#### EXCERPTED TEXT:
--

I went into the living room, sat down beside my dad, and started talking with him. After the usual how are you doings and small talk we got round to taking about the kittens. He was a little bothered by them and wasn’t getting any of the same joy that my mom was. His concern was not about now, they were fine and my mom was doing a good job feeding them. Their mother was always close by and it was a healthy family for all intents and purposed. The litter had remained the same size from the first sighting a few months before meaning that there was plenty of food and sufficient shelter to stop predators from getting at them.

My dad was concerned about the winter because it can be brutally cold and domestic short hair tabby cats are not very well equipped to deal with sustained below zero temperatures. Nature is indifferent and cruel, so whatever has food and shelter will live and whatever is lacking either will die. He wasn’t much of an animal lover, but he didn’t dislike or hate them either. He was more of an animal tolerater, accepting that they are living being and there their experience of life has many of the same characteristic as the life experiences that human being have to deal with. Whatever else they may go through, it was clear to him that they experienced moments of contentment or satisfaction and the counter part experience of pain and the need for something.

There were five kittens, he knew this because my mom had named them. And to him, these were going to be the best moments in the lives of four of them. From this moment forward, their lives would only ever be this good, or worse. The remaining one would make it though the winter and live to enjoy this peak experience next year.

“Son, it’s a lot of suffering that doesn’t need to happen.”

This was a stinging contrast to the joy I noticed with my mom a few minutes before. There didn’t seem to be any connection to the sight of the playing kittens and the conjured image of frozen kitten corpses that winter would inevitably cause. I started to feel a little sick about it.

“We’re going to trap them and bring them to the humane society. They are taking the food that your mom is giving them, so they’ll find their way into the cages.”

This made me feel a little better. I have no idea what their future would be like when they ended up in a shelter, they were, after all, feral cats. Their parents were feral and with the exception of their minor contact with my mom, they regarded human beings with near absolute suspicion and kept their distance. Cats are killing machines that are simply not acting on this killer instinct when they pretend to be tame while playing the role of “pet.” But when they do not learn these domesticated behaviors when they are young, it is probably not going to happen. Of the five kittens, only one of them had journeyed close enough to my mom for her to gently touch it. The rest of them acted like wild cats and made sure to keep enough distance to book it if they needed to.

“She thinks she can tame them, and that might make them more adoptable.” This was said with a level of optimism that was eclipsed by the near certainty that he would soon be taking my mom to the emergency room to get stitched-up and rabies shots after the kittens made it clear that they belonged to no one and that they would let her continue to feed them so long as she stayed far enough away.

--

#### RECORDS FOR THIS EXERCISE:
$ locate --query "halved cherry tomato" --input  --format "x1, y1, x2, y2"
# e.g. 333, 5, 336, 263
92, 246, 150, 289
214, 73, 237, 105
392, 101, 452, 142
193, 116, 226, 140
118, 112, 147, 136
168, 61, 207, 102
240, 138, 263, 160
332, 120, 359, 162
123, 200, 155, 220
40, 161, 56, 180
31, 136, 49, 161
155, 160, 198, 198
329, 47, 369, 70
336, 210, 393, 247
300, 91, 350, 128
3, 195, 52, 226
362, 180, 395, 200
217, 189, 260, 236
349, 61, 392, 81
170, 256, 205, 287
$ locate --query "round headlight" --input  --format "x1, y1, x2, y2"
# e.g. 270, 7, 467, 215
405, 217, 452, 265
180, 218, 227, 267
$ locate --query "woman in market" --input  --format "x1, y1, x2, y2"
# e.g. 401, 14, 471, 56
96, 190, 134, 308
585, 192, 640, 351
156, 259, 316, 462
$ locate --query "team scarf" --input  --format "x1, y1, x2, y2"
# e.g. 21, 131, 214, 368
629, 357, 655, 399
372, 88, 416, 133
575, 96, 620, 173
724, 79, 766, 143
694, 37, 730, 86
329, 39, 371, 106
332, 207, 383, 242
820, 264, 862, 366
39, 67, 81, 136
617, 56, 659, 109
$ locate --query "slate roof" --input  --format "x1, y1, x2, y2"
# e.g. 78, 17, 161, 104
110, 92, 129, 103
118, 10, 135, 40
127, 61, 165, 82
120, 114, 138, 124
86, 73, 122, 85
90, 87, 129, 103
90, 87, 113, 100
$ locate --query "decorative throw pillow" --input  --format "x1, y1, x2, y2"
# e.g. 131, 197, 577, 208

--

#### GOALS:
[1] Reproduce word for word the part of the kitten passage starting at "There were five" and ending at "experience next year.".
[2] In the records, starting at the first line and ending at the line containing "156, 259, 316, 462", swap "round headlight" for "fog lamp" and write out only those lines, leaving everything else as it is.
The text and the records have no connection to each other.

#### RESPONSES:
[1]
There were five kittens, he knew this because my mom had named them. And to him, these were going to be the best moments in the lives of four of them. From this moment forward, their lives would only ever be this good, or worse. The remaining one would make it though the winter and live to enjoy this peak experience next year.

[2]
$ locate --query "halved cherry tomato" --input  --format "x1, y1, x2, y2"
# e.g. 333, 5, 336, 263
92, 246, 150, 289
214, 73, 237, 105
392, 101, 452, 142
193, 116, 226, 140
118, 112, 147, 136
168, 61, 207, 102
240, 138, 263, 160
332, 120, 359, 162
123, 200, 155, 220
40, 161, 56, 180
31, 136, 49, 161
155, 160, 198, 198
329, 47, 369, 70
336, 210, 393, 247
300, 91, 350, 128
3, 195, 52, 226
362, 180, 395, 200
217, 189, 260, 236
349, 61, 392, 81
170, 256, 205, 287
$ locate --query "fog lamp" --input  --format "x1, y1, x2, y2"
# e.g. 270, 7, 467, 215
405, 217, 452, 265
180, 218, 227, 267
$ locate --query "woman in market" --input  --format "x1, y1, x2, y2"
# e.g. 401, 14, 471, 56
96, 190, 134, 308
585, 192, 640, 351
156, 259, 316, 462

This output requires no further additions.